--- start PAGE EXCERPT ---

Afew hundred readers felt strongly enough about last week's column -- on the changing role of the long-form rock film in the age of DVD content and surround-sound, with a glance back at the best the genre had produced to date -- to write in with their own Top 10 lists.

As always, hearing from you is fascinating. There are many films praised in these letters that seem like inspired, if a bit obvious, choices, and they concur with my own thoughts on the subject. But just as often, I found myself mumbling, "Oh yeah, forgot about that one," and in one instance, "Geez, I better check that out." Tallying up readers' thoughts, I came up with an interesting and varied list.

Readers also praised recent developments whereby many major artists are releasing film content in conjunction with their album releases, via the new dual disc format, or through packaging a DVD along with their CD. Recently, artists such as Green Day, Bruce Springsteen and Neil Young have released albums with mini-movies packaged alongside them, and many readers found this to be a positive development.

Considering this, it might seem strange that there is only one film on the compiled readers' list that is less than 20 years old. This may be due to the fact that our earliest experiences are the ones that stand out in our memories. Or maybe they just don't make 'em like they used to.

Here's what the readers came up with.

1. "The Last Waltz" (The Band)

Martin Scorcese's documentary on the final concert by one of this country's most enduring, eclectic, resonant ensembles somehow managed to tell a much broader story -- about, in a sense, the end of the '60s and the start of rock music's "wandering in the desert" phase.

2. "Talking Heads: Stop Making Sense"

--- end PAGE EXCERPT ---
--- start RECORDS SHOWN ---

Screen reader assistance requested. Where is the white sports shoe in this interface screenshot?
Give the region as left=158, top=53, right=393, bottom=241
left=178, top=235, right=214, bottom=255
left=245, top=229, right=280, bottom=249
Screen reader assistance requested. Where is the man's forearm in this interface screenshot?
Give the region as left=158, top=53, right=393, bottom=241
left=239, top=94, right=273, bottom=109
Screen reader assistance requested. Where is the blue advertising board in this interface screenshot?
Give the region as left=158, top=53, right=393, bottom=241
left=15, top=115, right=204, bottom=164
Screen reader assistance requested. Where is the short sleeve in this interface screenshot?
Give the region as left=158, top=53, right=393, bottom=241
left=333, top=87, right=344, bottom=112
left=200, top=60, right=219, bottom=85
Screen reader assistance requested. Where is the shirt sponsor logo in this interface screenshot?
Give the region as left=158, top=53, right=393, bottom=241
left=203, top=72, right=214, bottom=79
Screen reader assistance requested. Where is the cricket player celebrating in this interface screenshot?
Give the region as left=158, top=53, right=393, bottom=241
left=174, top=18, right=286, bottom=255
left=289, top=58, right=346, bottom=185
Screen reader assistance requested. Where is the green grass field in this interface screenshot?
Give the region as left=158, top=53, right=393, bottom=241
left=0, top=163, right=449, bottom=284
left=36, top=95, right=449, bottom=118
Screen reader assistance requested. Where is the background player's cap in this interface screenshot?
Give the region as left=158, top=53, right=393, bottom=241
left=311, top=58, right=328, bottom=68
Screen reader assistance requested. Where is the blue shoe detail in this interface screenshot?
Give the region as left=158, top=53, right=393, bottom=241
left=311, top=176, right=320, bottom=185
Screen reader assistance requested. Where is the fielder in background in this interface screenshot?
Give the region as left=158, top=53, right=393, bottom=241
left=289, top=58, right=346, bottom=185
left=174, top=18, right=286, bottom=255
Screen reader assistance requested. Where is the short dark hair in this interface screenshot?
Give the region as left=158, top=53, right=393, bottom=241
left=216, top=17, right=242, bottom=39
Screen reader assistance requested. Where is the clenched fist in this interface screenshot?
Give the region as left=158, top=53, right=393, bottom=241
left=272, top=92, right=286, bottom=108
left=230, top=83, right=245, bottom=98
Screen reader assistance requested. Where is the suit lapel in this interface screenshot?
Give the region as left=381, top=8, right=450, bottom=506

--- end RECORDS SHOWN ---

### WHAT YOU SHOULD DO:
Write out the passage of the rock-film column that begins at the words "Readers also praised" and stops after the words "a positive development.".

### THE COMPLETED TASK:
Readers also praised recent developments whereby many major artists are releasing film content in conjunction with their album releases, via the new dual disc format, or through packaging a DVD along with their CD. Recently, artists such as Green Day, Bruce Springsteen and Neil Young have released albums with mini-movies packaged alongside them, and many readers found this to be a positive development.